--- start of Stored rows ---

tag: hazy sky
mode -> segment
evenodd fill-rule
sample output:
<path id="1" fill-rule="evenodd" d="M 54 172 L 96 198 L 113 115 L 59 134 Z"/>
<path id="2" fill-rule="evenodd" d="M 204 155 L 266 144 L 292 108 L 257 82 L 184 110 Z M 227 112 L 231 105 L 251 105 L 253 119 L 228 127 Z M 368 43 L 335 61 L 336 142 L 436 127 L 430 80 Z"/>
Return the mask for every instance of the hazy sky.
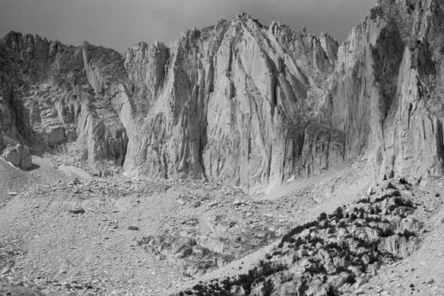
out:
<path id="1" fill-rule="evenodd" d="M 133 43 L 169 44 L 180 32 L 245 12 L 265 24 L 325 31 L 344 41 L 376 0 L 0 0 L 0 36 L 14 30 L 121 52 Z"/>

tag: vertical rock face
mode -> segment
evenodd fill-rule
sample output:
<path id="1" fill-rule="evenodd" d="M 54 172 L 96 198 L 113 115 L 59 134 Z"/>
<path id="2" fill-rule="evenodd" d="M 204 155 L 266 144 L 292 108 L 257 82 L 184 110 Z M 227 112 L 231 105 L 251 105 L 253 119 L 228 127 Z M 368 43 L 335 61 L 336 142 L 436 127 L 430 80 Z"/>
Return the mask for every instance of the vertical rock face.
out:
<path id="1" fill-rule="evenodd" d="M 188 31 L 169 51 L 138 44 L 125 66 L 139 97 L 134 108 L 147 113 L 130 136 L 125 168 L 250 192 L 298 174 L 337 50 L 326 35 L 266 27 L 246 14 Z M 328 167 L 326 158 L 316 168 Z"/>
<path id="2" fill-rule="evenodd" d="M 73 149 L 91 164 L 101 160 L 123 164 L 126 133 L 102 97 L 103 85 L 88 71 L 94 52 L 89 44 L 67 46 L 12 32 L 0 47 L 3 63 L 9 65 L 1 71 L 4 135 L 35 150 L 42 143 L 53 147 L 76 141 Z"/>
<path id="3" fill-rule="evenodd" d="M 381 0 L 339 49 L 331 124 L 379 177 L 442 174 L 442 6 Z"/>
<path id="4" fill-rule="evenodd" d="M 358 157 L 378 177 L 441 175 L 443 5 L 380 0 L 340 46 L 245 13 L 123 55 L 11 33 L 1 129 L 250 193 Z"/>

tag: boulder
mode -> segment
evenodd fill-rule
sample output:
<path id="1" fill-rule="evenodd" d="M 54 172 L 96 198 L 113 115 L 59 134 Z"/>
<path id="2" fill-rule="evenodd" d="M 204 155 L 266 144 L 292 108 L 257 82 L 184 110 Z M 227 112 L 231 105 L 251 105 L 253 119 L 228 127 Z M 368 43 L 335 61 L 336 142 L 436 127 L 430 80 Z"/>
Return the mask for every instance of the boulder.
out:
<path id="1" fill-rule="evenodd" d="M 29 149 L 20 144 L 13 147 L 6 148 L 2 153 L 2 158 L 22 169 L 29 169 L 33 166 Z"/>

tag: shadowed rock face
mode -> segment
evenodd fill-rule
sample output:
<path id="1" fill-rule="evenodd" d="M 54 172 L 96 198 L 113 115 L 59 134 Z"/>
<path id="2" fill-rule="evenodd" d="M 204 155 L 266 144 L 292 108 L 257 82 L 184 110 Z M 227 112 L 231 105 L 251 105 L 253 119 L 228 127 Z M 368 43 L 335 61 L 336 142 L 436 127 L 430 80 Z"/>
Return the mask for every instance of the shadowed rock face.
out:
<path id="1" fill-rule="evenodd" d="M 246 14 L 123 55 L 11 33 L 3 93 L 24 112 L 3 107 L 2 129 L 250 193 L 358 157 L 379 178 L 441 175 L 442 5 L 380 0 L 341 46 Z"/>

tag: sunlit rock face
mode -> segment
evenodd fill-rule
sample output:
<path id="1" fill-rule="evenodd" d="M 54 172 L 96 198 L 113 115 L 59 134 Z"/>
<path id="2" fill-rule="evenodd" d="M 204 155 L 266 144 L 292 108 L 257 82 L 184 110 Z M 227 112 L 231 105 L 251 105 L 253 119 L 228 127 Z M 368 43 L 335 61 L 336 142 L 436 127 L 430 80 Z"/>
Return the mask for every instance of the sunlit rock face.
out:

--- end of Stored rows ---

Exercise brief: Return all of the items above verbatim, with every line unchanged, but leave out the pictures.

Result for this exercise:
tag: hazy sky
mode -> segment
evenodd fill-rule
sample output:
<path id="1" fill-rule="evenodd" d="M 54 172 L 96 198 L 113 115 L 59 134 Z"/>
<path id="2" fill-rule="evenodd" d="M 204 155 L 266 144 L 292 108 L 257 82 L 184 110 Z M 227 112 L 231 105 L 251 105 L 253 119 L 228 127 Z M 368 43 L 335 61 L 336 142 L 436 127 L 430 80 Z"/>
Return the mask for every instance of the hazy sky.
out:
<path id="1" fill-rule="evenodd" d="M 133 43 L 169 44 L 180 32 L 245 12 L 265 24 L 325 31 L 344 41 L 376 0 L 0 0 L 0 36 L 14 30 L 121 52 Z"/>

tag: vertical rock face
mode -> segment
evenodd fill-rule
sample output:
<path id="1" fill-rule="evenodd" d="M 54 172 L 96 198 L 113 115 L 59 134 Z"/>
<path id="2" fill-rule="evenodd" d="M 204 155 L 266 144 L 292 108 L 257 82 L 184 110 Z M 227 112 L 231 105 L 251 105 L 253 119 L 228 127 Z M 368 43 L 335 61 L 336 142 L 436 127 L 430 80 Z"/>
Return the mask for every instance of the vertical rock face.
out:
<path id="1" fill-rule="evenodd" d="M 188 31 L 169 51 L 138 44 L 125 66 L 139 97 L 134 108 L 147 113 L 130 136 L 125 168 L 250 192 L 298 174 L 337 50 L 326 35 L 266 27 L 246 14 Z M 328 167 L 326 158 L 316 168 Z"/>
<path id="2" fill-rule="evenodd" d="M 73 149 L 91 164 L 101 160 L 123 164 L 126 133 L 102 97 L 103 85 L 88 71 L 94 52 L 89 44 L 67 46 L 12 32 L 0 47 L 3 63 L 9 65 L 1 71 L 4 135 L 35 150 L 42 143 L 53 147 L 76 141 Z"/>
<path id="3" fill-rule="evenodd" d="M 381 0 L 339 49 L 331 124 L 379 177 L 442 174 L 442 6 Z"/>
<path id="4" fill-rule="evenodd" d="M 358 157 L 378 177 L 441 175 L 443 5 L 380 0 L 340 46 L 245 13 L 123 55 L 11 33 L 1 129 L 250 193 Z"/>

tag: boulder
mode -> segment
evenodd fill-rule
sample output:
<path id="1" fill-rule="evenodd" d="M 54 172 L 96 198 L 113 115 L 59 134 Z"/>
<path id="2" fill-rule="evenodd" d="M 204 155 L 266 144 L 292 108 L 257 82 L 184 110 Z M 227 112 L 231 105 L 251 105 L 253 119 L 228 127 Z M 368 43 L 335 61 L 336 142 L 436 127 L 430 80 Z"/>
Return the mask for every instance of the boulder.
out:
<path id="1" fill-rule="evenodd" d="M 29 149 L 20 144 L 13 147 L 6 148 L 2 153 L 2 158 L 22 169 L 29 169 L 33 166 Z"/>

tag: shadowed rock face
mode -> segment
evenodd fill-rule
sample output:
<path id="1" fill-rule="evenodd" d="M 54 172 L 96 198 L 113 115 L 59 134 Z"/>
<path id="2" fill-rule="evenodd" d="M 204 155 L 266 144 L 292 108 L 257 82 L 184 110 Z M 227 112 L 231 105 L 251 105 L 253 119 L 228 127 Z M 368 43 L 335 61 L 336 142 L 436 127 L 430 80 Z"/>
Return the mask for every instance of the shadowed rock face.
out:
<path id="1" fill-rule="evenodd" d="M 246 14 L 123 55 L 11 33 L 3 93 L 24 112 L 3 107 L 2 129 L 250 193 L 358 157 L 379 178 L 441 175 L 442 5 L 380 0 L 341 46 Z"/>

tag: sunlit rock face
mode -> segment
evenodd fill-rule
sample output:
<path id="1" fill-rule="evenodd" d="M 54 172 L 96 198 L 113 115 L 59 134 Z"/>
<path id="2" fill-rule="evenodd" d="M 204 155 L 266 144 L 292 108 L 257 82 L 184 110 Z M 227 112 L 231 105 L 251 105 L 253 119 L 228 127 Z M 368 43 L 335 61 L 336 142 L 436 127 L 430 80 Z"/>
Return the mask for every instance of the sunlit rock face.
out:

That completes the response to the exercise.